— TASK TO COMPLETE —
Below are some entries. Output each one exactly as it appears.

— Records of labeled points —
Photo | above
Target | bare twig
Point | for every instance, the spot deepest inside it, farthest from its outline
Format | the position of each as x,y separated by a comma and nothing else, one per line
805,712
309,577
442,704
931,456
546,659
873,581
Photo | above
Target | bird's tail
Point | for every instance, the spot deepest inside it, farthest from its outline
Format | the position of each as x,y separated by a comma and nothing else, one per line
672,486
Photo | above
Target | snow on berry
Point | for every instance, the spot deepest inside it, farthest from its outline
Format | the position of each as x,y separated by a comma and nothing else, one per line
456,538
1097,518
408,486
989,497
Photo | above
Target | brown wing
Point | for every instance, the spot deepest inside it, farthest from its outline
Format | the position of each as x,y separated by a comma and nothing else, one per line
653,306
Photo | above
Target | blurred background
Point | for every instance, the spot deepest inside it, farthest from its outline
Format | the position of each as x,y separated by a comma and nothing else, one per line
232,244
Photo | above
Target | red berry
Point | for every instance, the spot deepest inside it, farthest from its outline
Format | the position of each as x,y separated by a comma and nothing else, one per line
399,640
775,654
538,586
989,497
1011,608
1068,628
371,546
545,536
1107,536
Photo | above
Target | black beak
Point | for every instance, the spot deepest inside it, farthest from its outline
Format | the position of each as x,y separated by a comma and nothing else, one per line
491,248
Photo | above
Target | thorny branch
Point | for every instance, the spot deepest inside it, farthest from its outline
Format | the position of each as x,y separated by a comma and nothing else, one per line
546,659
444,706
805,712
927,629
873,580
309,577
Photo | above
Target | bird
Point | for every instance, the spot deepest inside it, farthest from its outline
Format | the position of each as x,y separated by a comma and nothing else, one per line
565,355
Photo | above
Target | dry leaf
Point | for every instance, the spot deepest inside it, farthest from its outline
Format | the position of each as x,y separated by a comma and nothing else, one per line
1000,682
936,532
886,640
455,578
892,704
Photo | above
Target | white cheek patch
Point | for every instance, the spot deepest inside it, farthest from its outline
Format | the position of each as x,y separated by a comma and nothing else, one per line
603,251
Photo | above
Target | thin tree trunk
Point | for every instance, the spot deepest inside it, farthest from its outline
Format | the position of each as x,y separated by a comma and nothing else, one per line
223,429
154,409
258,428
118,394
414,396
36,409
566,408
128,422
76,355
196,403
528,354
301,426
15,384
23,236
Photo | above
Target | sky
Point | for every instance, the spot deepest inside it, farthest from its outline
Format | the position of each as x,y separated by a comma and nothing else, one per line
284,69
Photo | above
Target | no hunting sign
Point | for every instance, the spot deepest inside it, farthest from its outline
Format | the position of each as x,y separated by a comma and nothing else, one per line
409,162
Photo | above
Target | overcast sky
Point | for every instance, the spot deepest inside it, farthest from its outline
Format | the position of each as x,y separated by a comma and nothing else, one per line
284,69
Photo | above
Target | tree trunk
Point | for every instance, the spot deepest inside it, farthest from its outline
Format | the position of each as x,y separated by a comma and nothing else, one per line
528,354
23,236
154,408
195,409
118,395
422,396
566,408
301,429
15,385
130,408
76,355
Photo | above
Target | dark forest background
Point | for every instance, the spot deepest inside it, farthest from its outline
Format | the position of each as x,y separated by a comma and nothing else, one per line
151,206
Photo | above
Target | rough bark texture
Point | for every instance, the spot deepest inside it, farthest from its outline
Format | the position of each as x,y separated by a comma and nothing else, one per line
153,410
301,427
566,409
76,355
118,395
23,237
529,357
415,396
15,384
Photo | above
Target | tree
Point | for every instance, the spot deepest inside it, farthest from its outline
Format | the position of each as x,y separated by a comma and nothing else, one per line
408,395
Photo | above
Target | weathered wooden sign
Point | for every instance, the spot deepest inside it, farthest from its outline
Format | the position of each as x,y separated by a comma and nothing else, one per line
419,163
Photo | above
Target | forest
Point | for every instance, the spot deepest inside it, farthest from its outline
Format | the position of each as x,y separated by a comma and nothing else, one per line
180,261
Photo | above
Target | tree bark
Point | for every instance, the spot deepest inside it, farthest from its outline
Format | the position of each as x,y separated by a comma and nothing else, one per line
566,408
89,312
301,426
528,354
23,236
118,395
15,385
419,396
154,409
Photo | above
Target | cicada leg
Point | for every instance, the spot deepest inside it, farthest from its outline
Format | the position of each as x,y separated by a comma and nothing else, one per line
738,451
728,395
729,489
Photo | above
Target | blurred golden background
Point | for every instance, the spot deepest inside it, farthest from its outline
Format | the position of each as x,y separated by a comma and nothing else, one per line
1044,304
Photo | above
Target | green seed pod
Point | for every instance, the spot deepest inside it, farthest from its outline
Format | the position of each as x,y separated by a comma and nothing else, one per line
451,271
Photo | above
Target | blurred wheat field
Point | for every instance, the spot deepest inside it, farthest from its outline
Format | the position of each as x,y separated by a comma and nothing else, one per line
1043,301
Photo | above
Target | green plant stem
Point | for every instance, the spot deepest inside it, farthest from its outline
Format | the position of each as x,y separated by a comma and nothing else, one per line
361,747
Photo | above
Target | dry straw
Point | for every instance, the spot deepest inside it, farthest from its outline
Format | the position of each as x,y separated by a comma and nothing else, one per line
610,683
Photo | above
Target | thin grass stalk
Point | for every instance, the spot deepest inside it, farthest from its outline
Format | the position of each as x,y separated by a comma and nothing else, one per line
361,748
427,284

— CORRECT RESPONSE —
Photo | above
Target | bare twig
Point | for every instance, the spot deepest inside it, farthest from its outline
Format | the position of each as x,y separated by a comma and nothing else, one per line
805,712
309,577
442,704
931,456
546,659
873,581
Photo | above
Target | bird's tail
Point | for every instance, the spot deepest inside it, farthest from its outline
Format | the position of each as x,y separated by a comma and nothing else, one per line
672,486
Photo | above
Target | snow on berry
Point | for every instance, the spot deepest inside it, farthest from its outline
Format | the position of each as x,y separated by a comma and nothing else, one per line
456,538
1097,518
408,486
989,497
Photo | above
Target | brown wing
Point | for every instance, the spot deepest inside it, farthest from its outline
Format | the position of each as x,y separated by a comma and nothing else, one per line
653,306
Photo | above
Target | blurred background
Point | for every instance, the spot deepest inside it, farthest from its outline
Format | the position of each as x,y separated by a comma and nothing else, one per line
232,244
Photo | above
Target | red berry
Point | for every instance, the spot deepest inside it, farthest from its outline
Format | the position of each as x,y separated by a comma and nothing else, one per line
399,640
775,654
538,586
989,497
1011,608
1068,628
371,546
545,536
1107,536
Photo | above
Target | black beak
Point | for every instance, the spot deepest inside it, farthest from its outline
Format | the position of each as x,y separated by a comma and nothing else, one per line
491,248
Photo | above
Target | thorny branch
Point | for every instance, the spot deepest inside it, farthest from its outline
Format | the position of each as x,y separated by a comma and nothing else, one per line
546,659
444,706
805,712
927,629
873,580
309,577
Photo | above
Target | bird
Point | for every instance, the spot deepest inside it, farthest from its outline
Format | the position of each as x,y separated by a comma and nothing else, one per line
565,355
Photo | above
Target | dry leaf
Point | for every instance, the spot deepest inside it, farthest from its outline
Format | the position of each as x,y separated by a comma and nothing else, one per line
1000,682
936,532
886,640
455,578
892,704
Photo | above
Target | white cheek patch
Point | for every instance, the spot deepest inside it, farthest from its outline
Format | the position of each as x,y separated by a comma and nothing else, one per line
603,251
Photo | above
Target | thin tree trunk
Point | for every instance, the spot deepest inside it, farthest from its outline
Format | the position of each as x,y separated by a comma and nothing else, one per line
223,429
154,409
258,428
118,394
414,396
36,409
566,408
128,422
76,355
196,403
528,354
301,426
15,384
23,236
Photo | above
Target | sky
Point | for every instance, the spot deepest inside it, farthest from its outline
Format | the position of each as x,y separated by a comma and nothing else, one per line
284,69
Photo | above
Target | no hunting sign
Point | for every instance, the spot deepest inside it, farthest from its outline
Format | the position of each as x,y separated by a comma and nothing else, one per line
409,162
Photo | above
Target | overcast sky
Point | for every instance, the spot deepest inside it, farthest from its outline
Format | the position of each as x,y separated by a comma and nothing else, one per line
284,69
Photo | above
Target | tree trunk
Point | for every instance, the spot deepest inside it, farthest from its outline
Format | the position of each as x,y separated by a comma and nothing else, one per line
528,354
23,236
154,408
195,409
118,395
422,396
566,408
301,429
15,385
130,408
76,355
Photo | above
Target | dark forest background
Point | for every instance, the spot deepest inside it, farthest from its outline
Format | the position of each as x,y separated by a comma and nothing else, one per line
151,206
Photo | above
Target | rough bark texture
Point | for every instance, the spot deepest inside it, farthest from its outline
Format | the position of each as x,y separated by a comma and nothing else, one per line
153,410
301,427
566,409
76,355
118,395
23,237
529,357
415,396
15,384
Photo | above
Target | tree
Point | for every instance, the spot deepest inside it, farthest from its outline
Format | the position of each as x,y separated by a comma and nothing else, one per line
408,395
Photo | above
Target | weathered wooden sign
Point | for every instance, the spot deepest inside it, farthest from its outline
Format | the position of each as x,y separated by a comma and nothing else, one per line
419,163
Photo | above
Target | forest
Point | for every instance, the spot deepest inside it, farthest from its outline
Format | the position of each as x,y separated by a comma and nothing else, one per line
180,261
Photo | above
Target | tree bark
Point | for every instance, the spot deepest inside it, farthest from its outline
Format | the position of each as x,y separated by a comma and nothing else, one per line
566,408
89,312
301,426
528,354
23,236
118,395
15,385
419,396
154,409
Photo | above
Target | cicada leg
Point | for every instance, the spot deepest inside it, farthest from its outline
Format | the position of each as x,y separated by a comma and nothing else, one per line
738,451
728,395
729,489
Photo | above
Target | blurred golden background
Point | for every instance, the spot deepest inside it, farthest from its outline
Format | the position of each as x,y separated by a comma and nothing else, one per line
1044,304
Photo | above
Target | green seed pod
Point | for every instance, the spot deepest inside it, farthest from its outline
Format | the position of each as x,y separated by a comma and nothing else, one per line
451,271
Photo | above
Target | blurred wheat field
Point | for every instance, the spot deepest inside it, farthest from its outline
Format | the position of each as x,y separated by a comma and nothing else, one per line
1043,301
Photo | above
Target | green plant stem
Point | for every instance, the spot deepest inside it, farthest from its outline
Format | the position of each as x,y separated by a comma and nothing else, one per line
361,747
Photo | above
Target | dry straw
Point | for every instance, the spot deepest inside it, farthest from its outline
Format | the position of each as x,y separated by a comma and nothing else, one per line
610,683
Photo | above
Target | thin grass stalk
Point | for every instance, the spot deepest inside it, farthest from its outline
Format | the position of each as x,y separated by a comma and nothing else, one per line
361,748
427,284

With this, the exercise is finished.